» **WRITTEN EXERCISE**
Convert the rows below into a numbered list, leaving out any blank lines.

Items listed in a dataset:
········
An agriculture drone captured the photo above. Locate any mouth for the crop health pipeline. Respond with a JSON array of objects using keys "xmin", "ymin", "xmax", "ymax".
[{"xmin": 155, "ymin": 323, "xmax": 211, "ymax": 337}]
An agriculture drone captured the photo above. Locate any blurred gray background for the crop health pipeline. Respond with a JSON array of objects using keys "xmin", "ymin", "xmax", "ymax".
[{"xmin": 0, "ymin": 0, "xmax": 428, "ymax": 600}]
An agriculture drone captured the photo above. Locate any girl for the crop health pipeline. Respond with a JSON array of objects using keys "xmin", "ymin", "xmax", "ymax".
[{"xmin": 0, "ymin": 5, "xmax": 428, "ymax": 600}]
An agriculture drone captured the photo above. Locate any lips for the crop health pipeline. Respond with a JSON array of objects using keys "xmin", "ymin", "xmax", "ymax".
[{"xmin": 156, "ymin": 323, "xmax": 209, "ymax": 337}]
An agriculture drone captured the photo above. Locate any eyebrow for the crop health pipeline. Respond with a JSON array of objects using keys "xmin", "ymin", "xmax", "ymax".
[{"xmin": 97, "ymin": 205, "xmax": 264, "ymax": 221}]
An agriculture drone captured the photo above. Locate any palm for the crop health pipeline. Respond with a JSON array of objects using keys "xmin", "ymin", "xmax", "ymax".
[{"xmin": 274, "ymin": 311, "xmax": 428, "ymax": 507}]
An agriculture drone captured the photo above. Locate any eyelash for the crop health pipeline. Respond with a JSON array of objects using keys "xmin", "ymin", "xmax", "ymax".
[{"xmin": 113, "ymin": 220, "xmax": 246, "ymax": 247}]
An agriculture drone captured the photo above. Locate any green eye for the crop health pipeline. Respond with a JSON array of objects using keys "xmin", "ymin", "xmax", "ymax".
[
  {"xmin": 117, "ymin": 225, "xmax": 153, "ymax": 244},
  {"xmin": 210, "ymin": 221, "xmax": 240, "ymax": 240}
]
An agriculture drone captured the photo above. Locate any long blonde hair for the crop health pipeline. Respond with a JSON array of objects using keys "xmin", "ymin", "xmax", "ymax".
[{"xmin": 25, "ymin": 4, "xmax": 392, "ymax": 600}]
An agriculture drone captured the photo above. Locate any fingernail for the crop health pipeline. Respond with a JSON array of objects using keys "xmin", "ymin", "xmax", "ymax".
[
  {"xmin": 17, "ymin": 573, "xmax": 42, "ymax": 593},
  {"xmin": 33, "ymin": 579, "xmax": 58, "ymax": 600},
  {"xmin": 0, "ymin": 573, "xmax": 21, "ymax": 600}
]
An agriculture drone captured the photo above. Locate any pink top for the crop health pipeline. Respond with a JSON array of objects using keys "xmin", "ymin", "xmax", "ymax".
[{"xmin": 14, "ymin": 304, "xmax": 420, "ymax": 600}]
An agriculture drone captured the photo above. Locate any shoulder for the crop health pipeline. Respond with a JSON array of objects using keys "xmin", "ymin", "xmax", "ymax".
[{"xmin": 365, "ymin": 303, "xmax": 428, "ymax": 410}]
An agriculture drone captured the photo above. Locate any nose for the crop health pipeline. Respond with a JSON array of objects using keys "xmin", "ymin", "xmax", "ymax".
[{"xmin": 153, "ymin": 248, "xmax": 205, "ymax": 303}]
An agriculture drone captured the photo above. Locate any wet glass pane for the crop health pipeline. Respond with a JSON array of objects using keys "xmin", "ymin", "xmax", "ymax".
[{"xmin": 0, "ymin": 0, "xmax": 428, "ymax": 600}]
········
» **RESPONSE TO THIS EXERCISE**
1. An agriculture drone captured the photo above. Locate any mouth for the crop health pipeline. Respond with a JSON array of objects using keys "xmin", "ymin", "xmax", "ymax".
2. [{"xmin": 155, "ymin": 323, "xmax": 211, "ymax": 337}]
3. An agriculture drone captured the photo above. Locate any blurred gray background for the crop health pipeline. Respond with a JSON array of objects using keys "xmin", "ymin", "xmax", "ymax".
4. [{"xmin": 0, "ymin": 0, "xmax": 428, "ymax": 600}]
5. An agriculture drone captured the photo above. Locate any girl for the crop health pipeline. Respond with a JSON array of objects using keys "xmin", "ymin", "xmax", "ymax".
6. [{"xmin": 0, "ymin": 5, "xmax": 428, "ymax": 600}]
7. An agriculture drone captured the photo above. Locate any lips for the crop health pipeline. Respond with a JSON array of objects using keys "xmin", "ymin", "xmax", "ymax".
8. [{"xmin": 156, "ymin": 323, "xmax": 209, "ymax": 337}]
9. An agriculture drone captured the photo above. Locate any eyebrow for the crop health pipeline. Respond with a JSON array of objects using keys "xmin", "ymin", "xmax", "ymax".
10. [{"xmin": 97, "ymin": 205, "xmax": 264, "ymax": 221}]
11. An agriculture drone captured the photo above. Locate any palm for the crop health pipeline. Respond with a JSON array of objects using keys "xmin", "ymin", "xmax", "ymax".
12. [{"xmin": 274, "ymin": 311, "xmax": 428, "ymax": 507}]
13. An agriculture drone captured the photo above. Locate any eyelash for the crop health pipeline. Respond with a JSON array of objects using keys "xmin", "ymin", "xmax", "ymax".
14. [{"xmin": 113, "ymin": 220, "xmax": 246, "ymax": 247}]
15. An agriculture drone captured the photo above. Locate any green eye for the crop health pipeline. Respond with a JSON array of objects using keys "xmin", "ymin", "xmax", "ymax".
16. [
17.   {"xmin": 117, "ymin": 225, "xmax": 153, "ymax": 244},
18.   {"xmin": 210, "ymin": 221, "xmax": 240, "ymax": 240}
19. ]
20. An agriculture drone captured the photo above. Locate any long blonde hair for the crop health pipeline. Respond with a JSON array of objects using keys "xmin", "ymin", "xmax", "ymax".
21. [{"xmin": 25, "ymin": 4, "xmax": 392, "ymax": 600}]
22. An agriculture drone captured the photo above. Locate any fingernail for the crop health pipeline. Respond with a JSON array of objects using keys "xmin", "ymin", "xmax", "ymax".
23. [
24.   {"xmin": 17, "ymin": 573, "xmax": 42, "ymax": 593},
25.   {"xmin": 33, "ymin": 579, "xmax": 58, "ymax": 600},
26.   {"xmin": 0, "ymin": 573, "xmax": 21, "ymax": 600}
27. ]
28. An agriculture drone captured the photo above. Locate any pink top for the crop health pipeline. Respond with a JSON array of objects using keys "xmin", "ymin", "xmax", "ymax".
29. [{"xmin": 14, "ymin": 304, "xmax": 420, "ymax": 600}]
30. An agriculture drone captured the photo above. Locate any shoulder for the crop health pipeline. Respond with a JSON array of objects using keys "xmin", "ymin", "xmax", "ymax".
31. [{"xmin": 365, "ymin": 303, "xmax": 428, "ymax": 410}]
32. An agriculture drone captured the photo above. Locate any nose for the crop health pipeline. Respond with a JSON array of objects using keys "xmin", "ymin", "xmax", "ymax".
33. [{"xmin": 153, "ymin": 248, "xmax": 205, "ymax": 303}]
34. An agriculture drone captured the photo above. Locate any wet glass pane for the crop health pipeline. Respond with a JSON array of objects using keys "xmin", "ymin", "xmax", "ymax".
35. [{"xmin": 0, "ymin": 0, "xmax": 428, "ymax": 600}]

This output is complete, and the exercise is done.